[Saved entries]
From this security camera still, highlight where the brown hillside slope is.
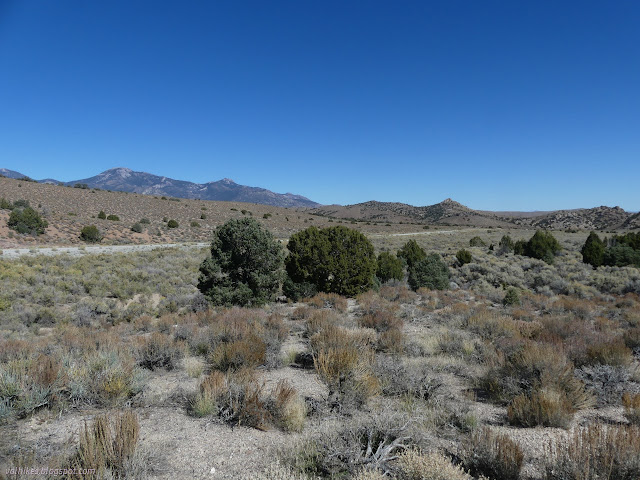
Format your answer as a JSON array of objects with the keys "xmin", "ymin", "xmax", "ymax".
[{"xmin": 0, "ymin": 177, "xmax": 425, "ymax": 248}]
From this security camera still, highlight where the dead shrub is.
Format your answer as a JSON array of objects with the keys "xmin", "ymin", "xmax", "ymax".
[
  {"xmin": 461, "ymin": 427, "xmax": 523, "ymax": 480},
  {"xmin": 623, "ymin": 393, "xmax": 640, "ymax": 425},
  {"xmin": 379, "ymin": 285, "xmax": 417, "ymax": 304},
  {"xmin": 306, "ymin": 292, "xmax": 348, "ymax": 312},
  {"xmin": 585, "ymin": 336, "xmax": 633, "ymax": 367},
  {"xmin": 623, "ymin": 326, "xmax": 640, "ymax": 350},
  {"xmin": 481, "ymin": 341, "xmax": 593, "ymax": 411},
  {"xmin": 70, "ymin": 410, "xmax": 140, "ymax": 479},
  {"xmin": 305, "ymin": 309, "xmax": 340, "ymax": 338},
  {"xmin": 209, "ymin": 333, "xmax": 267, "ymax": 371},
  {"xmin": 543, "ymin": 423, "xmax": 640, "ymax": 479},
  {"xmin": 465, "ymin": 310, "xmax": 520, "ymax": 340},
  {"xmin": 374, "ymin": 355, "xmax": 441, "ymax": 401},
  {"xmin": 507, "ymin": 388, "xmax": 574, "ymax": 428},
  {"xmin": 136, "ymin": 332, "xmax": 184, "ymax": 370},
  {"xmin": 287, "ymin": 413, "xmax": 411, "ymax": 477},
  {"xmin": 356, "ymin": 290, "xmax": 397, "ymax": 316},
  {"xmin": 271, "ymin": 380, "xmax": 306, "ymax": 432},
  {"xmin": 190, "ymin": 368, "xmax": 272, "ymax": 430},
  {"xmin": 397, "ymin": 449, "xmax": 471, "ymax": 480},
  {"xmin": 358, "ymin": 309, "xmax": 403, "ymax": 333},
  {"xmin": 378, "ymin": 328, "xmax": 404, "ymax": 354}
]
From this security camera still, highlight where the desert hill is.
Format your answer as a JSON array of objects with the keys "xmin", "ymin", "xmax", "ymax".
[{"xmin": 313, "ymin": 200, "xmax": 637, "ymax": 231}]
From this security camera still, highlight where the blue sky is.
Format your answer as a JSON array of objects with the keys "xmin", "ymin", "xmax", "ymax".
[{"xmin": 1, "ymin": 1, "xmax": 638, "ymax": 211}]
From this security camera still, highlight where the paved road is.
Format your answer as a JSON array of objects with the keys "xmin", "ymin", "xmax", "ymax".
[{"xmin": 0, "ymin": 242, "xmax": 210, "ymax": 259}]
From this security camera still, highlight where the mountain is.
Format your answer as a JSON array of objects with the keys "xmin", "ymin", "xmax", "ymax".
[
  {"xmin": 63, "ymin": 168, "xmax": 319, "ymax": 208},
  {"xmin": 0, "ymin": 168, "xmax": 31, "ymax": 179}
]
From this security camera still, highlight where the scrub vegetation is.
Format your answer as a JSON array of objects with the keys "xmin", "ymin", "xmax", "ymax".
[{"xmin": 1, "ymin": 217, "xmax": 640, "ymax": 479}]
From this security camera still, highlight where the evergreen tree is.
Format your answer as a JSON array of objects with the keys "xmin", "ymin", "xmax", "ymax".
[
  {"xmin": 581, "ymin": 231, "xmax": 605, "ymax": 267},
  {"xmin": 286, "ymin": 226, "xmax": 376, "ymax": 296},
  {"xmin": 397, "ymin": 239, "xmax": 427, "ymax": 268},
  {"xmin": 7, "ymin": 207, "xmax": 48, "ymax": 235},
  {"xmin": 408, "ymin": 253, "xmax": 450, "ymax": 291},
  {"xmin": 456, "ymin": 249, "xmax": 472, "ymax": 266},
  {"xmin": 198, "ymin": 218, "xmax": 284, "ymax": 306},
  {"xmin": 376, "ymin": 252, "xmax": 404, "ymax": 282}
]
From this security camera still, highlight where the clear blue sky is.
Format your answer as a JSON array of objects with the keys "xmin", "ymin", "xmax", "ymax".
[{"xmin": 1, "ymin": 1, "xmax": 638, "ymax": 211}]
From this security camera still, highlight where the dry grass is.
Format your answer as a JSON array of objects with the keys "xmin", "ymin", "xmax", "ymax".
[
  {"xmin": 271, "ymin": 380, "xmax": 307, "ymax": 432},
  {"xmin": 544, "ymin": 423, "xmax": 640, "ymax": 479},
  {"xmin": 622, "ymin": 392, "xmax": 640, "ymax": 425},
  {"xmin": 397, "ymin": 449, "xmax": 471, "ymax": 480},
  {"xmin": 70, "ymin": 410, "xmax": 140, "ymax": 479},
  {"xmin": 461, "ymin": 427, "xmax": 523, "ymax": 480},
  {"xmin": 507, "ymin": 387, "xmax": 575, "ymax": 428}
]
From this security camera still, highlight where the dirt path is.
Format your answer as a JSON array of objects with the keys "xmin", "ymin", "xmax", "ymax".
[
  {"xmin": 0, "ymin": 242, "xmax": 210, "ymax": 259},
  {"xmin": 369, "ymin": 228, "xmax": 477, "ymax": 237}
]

## TO DO
After removing the pictures, set down every record above exactly as it stands.

## SOLUTION TO THIS TASK
From this security camera still, highlight where the brown hillside slope is.
Format your answer as a JSON array of objects with the keys "xmin", "ymin", "xmax", "ymax".
[{"xmin": 0, "ymin": 177, "xmax": 425, "ymax": 248}]
From this security camera still, highlight where the dead shrub is.
Format your answer as a JSON array of objects with the keys "xmin", "ymin", "xmax", "ymax".
[
  {"xmin": 461, "ymin": 427, "xmax": 523, "ymax": 480},
  {"xmin": 623, "ymin": 393, "xmax": 640, "ymax": 425},
  {"xmin": 379, "ymin": 285, "xmax": 417, "ymax": 304},
  {"xmin": 306, "ymin": 292, "xmax": 348, "ymax": 312},
  {"xmin": 585, "ymin": 336, "xmax": 633, "ymax": 367},
  {"xmin": 623, "ymin": 326, "xmax": 640, "ymax": 350},
  {"xmin": 481, "ymin": 341, "xmax": 593, "ymax": 411},
  {"xmin": 70, "ymin": 410, "xmax": 140, "ymax": 479},
  {"xmin": 305, "ymin": 309, "xmax": 340, "ymax": 338},
  {"xmin": 209, "ymin": 333, "xmax": 267, "ymax": 371},
  {"xmin": 543, "ymin": 423, "xmax": 640, "ymax": 479},
  {"xmin": 465, "ymin": 310, "xmax": 520, "ymax": 340},
  {"xmin": 374, "ymin": 355, "xmax": 441, "ymax": 401},
  {"xmin": 507, "ymin": 388, "xmax": 574, "ymax": 428},
  {"xmin": 136, "ymin": 332, "xmax": 184, "ymax": 370},
  {"xmin": 287, "ymin": 413, "xmax": 411, "ymax": 477},
  {"xmin": 356, "ymin": 290, "xmax": 397, "ymax": 316},
  {"xmin": 271, "ymin": 380, "xmax": 306, "ymax": 432},
  {"xmin": 190, "ymin": 368, "xmax": 272, "ymax": 430},
  {"xmin": 397, "ymin": 449, "xmax": 471, "ymax": 480},
  {"xmin": 358, "ymin": 309, "xmax": 403, "ymax": 333},
  {"xmin": 378, "ymin": 328, "xmax": 404, "ymax": 354}
]
From this security camera still, highlight where the desert hill is.
Format your answer as a JSON array of objects with the keys "xmin", "ymin", "xmax", "ymax".
[{"xmin": 313, "ymin": 200, "xmax": 637, "ymax": 231}]
From this security camera still, highlight where the blue sky is.
Format your answer as a JSON array of objects with the keys "xmin", "ymin", "xmax", "ymax".
[{"xmin": 1, "ymin": 1, "xmax": 638, "ymax": 211}]
From this security camera still, highlight where the paved road is.
Format your answer as a JSON array of objects with the keys "xmin", "ymin", "xmax", "ymax".
[{"xmin": 0, "ymin": 242, "xmax": 210, "ymax": 259}]
From this security camera still, highlight where the mountain is.
Format your answer as a JSON array of objects with the keys "xmin", "ymin", "xmax", "ymax".
[
  {"xmin": 63, "ymin": 168, "xmax": 319, "ymax": 208},
  {"xmin": 0, "ymin": 168, "xmax": 31, "ymax": 179}
]
From this security camera still, highlight where the scrub vegetation is.
Format your answer as a JSON array of objects with the keys "xmin", "ymin", "xmax", "ymax".
[{"xmin": 1, "ymin": 217, "xmax": 640, "ymax": 479}]
From this security camera still, highlight where the evergreen tree is.
Format your answer as a JSON array of objects with the keys "xmin", "ymin", "xmax", "ymax".
[
  {"xmin": 581, "ymin": 231, "xmax": 605, "ymax": 267},
  {"xmin": 286, "ymin": 226, "xmax": 376, "ymax": 296},
  {"xmin": 397, "ymin": 239, "xmax": 427, "ymax": 268},
  {"xmin": 7, "ymin": 207, "xmax": 48, "ymax": 235},
  {"xmin": 408, "ymin": 253, "xmax": 450, "ymax": 291},
  {"xmin": 456, "ymin": 249, "xmax": 472, "ymax": 266},
  {"xmin": 198, "ymin": 218, "xmax": 284, "ymax": 306},
  {"xmin": 376, "ymin": 252, "xmax": 404, "ymax": 282}
]
From this security camera still, highlight where the clear blue sky is.
Format your answer as a JSON array of objects with the keys "xmin", "ymin", "xmax", "ymax".
[{"xmin": 1, "ymin": 1, "xmax": 638, "ymax": 211}]
From this security camera still, highlight where the dry grass is.
Format your answer as a JSON array of objects with the keys "xmin", "ymin", "xmax", "ymax".
[
  {"xmin": 271, "ymin": 380, "xmax": 307, "ymax": 432},
  {"xmin": 544, "ymin": 423, "xmax": 640, "ymax": 479},
  {"xmin": 622, "ymin": 392, "xmax": 640, "ymax": 425},
  {"xmin": 397, "ymin": 449, "xmax": 471, "ymax": 480},
  {"xmin": 70, "ymin": 410, "xmax": 140, "ymax": 479},
  {"xmin": 461, "ymin": 427, "xmax": 523, "ymax": 480},
  {"xmin": 507, "ymin": 387, "xmax": 575, "ymax": 428}
]
From this security camera still, highlight where the dirt path is.
Format your answer as a JSON array of objects with the keys "xmin", "ymin", "xmax", "ymax".
[
  {"xmin": 0, "ymin": 242, "xmax": 210, "ymax": 259},
  {"xmin": 369, "ymin": 228, "xmax": 477, "ymax": 237}
]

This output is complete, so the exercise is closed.